Instruction:
Find "Indicate the shop" in the data, then restate the line it sits in and every later line word for word, ending with the last line.

◆ ◆ ◆ ◆ ◆ ◆ ◆

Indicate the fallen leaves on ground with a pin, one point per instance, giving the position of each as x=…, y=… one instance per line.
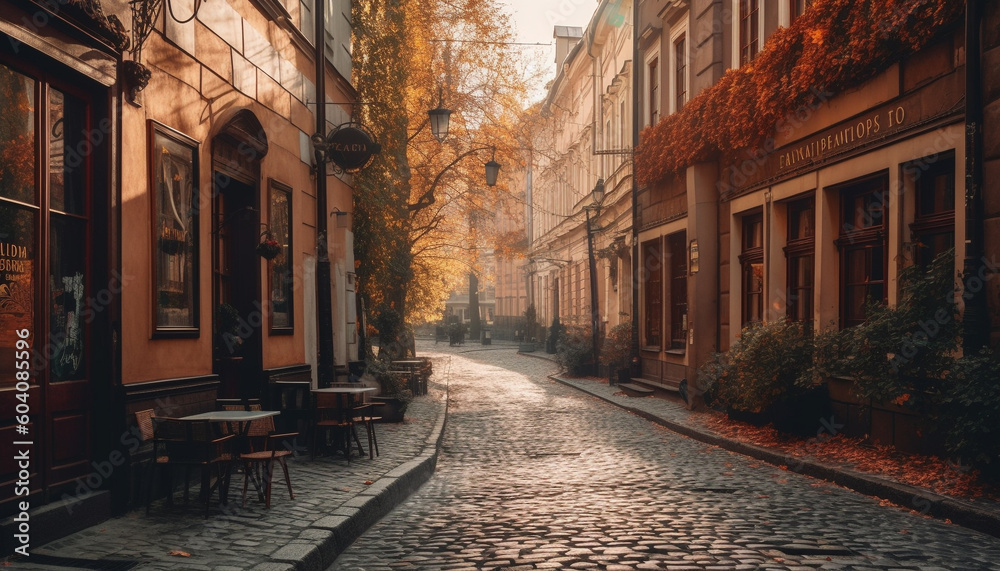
x=929, y=472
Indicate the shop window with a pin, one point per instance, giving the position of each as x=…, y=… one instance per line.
x=752, y=268
x=174, y=190
x=863, y=247
x=677, y=252
x=652, y=259
x=800, y=255
x=654, y=87
x=933, y=228
x=281, y=276
x=749, y=30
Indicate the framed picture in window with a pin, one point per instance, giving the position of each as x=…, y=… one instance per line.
x=281, y=279
x=173, y=180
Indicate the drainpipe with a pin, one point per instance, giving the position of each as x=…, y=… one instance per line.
x=324, y=316
x=636, y=117
x=975, y=320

◆ ◆ ◆ ◆ ◆ ◆ ◆

Output for this exercise:
Indicate the shop window with a pin, one point per instance, giving the position of each as x=…, y=… one instance per line.
x=752, y=268
x=174, y=190
x=863, y=247
x=677, y=252
x=652, y=259
x=800, y=255
x=654, y=87
x=933, y=228
x=281, y=276
x=749, y=30
Indicate the framed picture in window with a pin, one point per instance, giving the position of each as x=…, y=… one instance per line.
x=281, y=279
x=173, y=180
Indicate the drainpipe with a pin, one point per instance, giving the position of each as x=…, y=… one instance per line.
x=324, y=316
x=636, y=117
x=975, y=320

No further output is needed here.